### Passage ###

AC9L2AU10EU04 – Year 9 Languages: Understanding the interrelationship of language, culture and identity

Strand
Understanding language and culture
Substrand
Understanding the interrelationship of language, culture and identity

This Content Descriptor from Year 9 Languages provides the specific knowledge and skills students should learn. Use it to plan lessons, create learning sequences, and design assessments that align with the Australian Curriculum v9.

Content Descriptor

reflect on and explain how identity is shaped by language(s), culture(s), attitudes, beliefs and values, and how these affect ways of communicating

Elaborations

  • considering culturally appropriate and ethical language when interacting with Deaf people, discussing vocabulary, phrases and expressions to be avoided
  • discussing the diversity of the Australian population, including Auslan users who are deaf, hard of hearing, deafblind and children of deaf adults (CODAs)

### Supplied information ###

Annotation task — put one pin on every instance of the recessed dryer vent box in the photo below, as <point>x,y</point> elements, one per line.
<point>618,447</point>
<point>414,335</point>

###

## Problems to solve
1/ Translate this sentence from the Year 9 Languages passage into Spanish: "This Content Descriptor from Year 9 Languages provides the specific knowledge and skills students should learn."
2/ Please write out the Year 9 Languages passage word for word from "This Content Descriptor" to "Australian Curriculum v9.".
Work only from the Year 9 Languages passage, not the listing.

## The responses
1/ Este descriptor de contenido de Lenguas de 9.º año proporciona los conocimientos y las habilidades específicos que los estudiantes deben aprender.

2/
This Content Descriptor from Year 9 Languages provides the specific knowledge and skills students should learn. Use it to plan lessons, create learning sequences, and design assessments that align with the Australian Curriculum v9.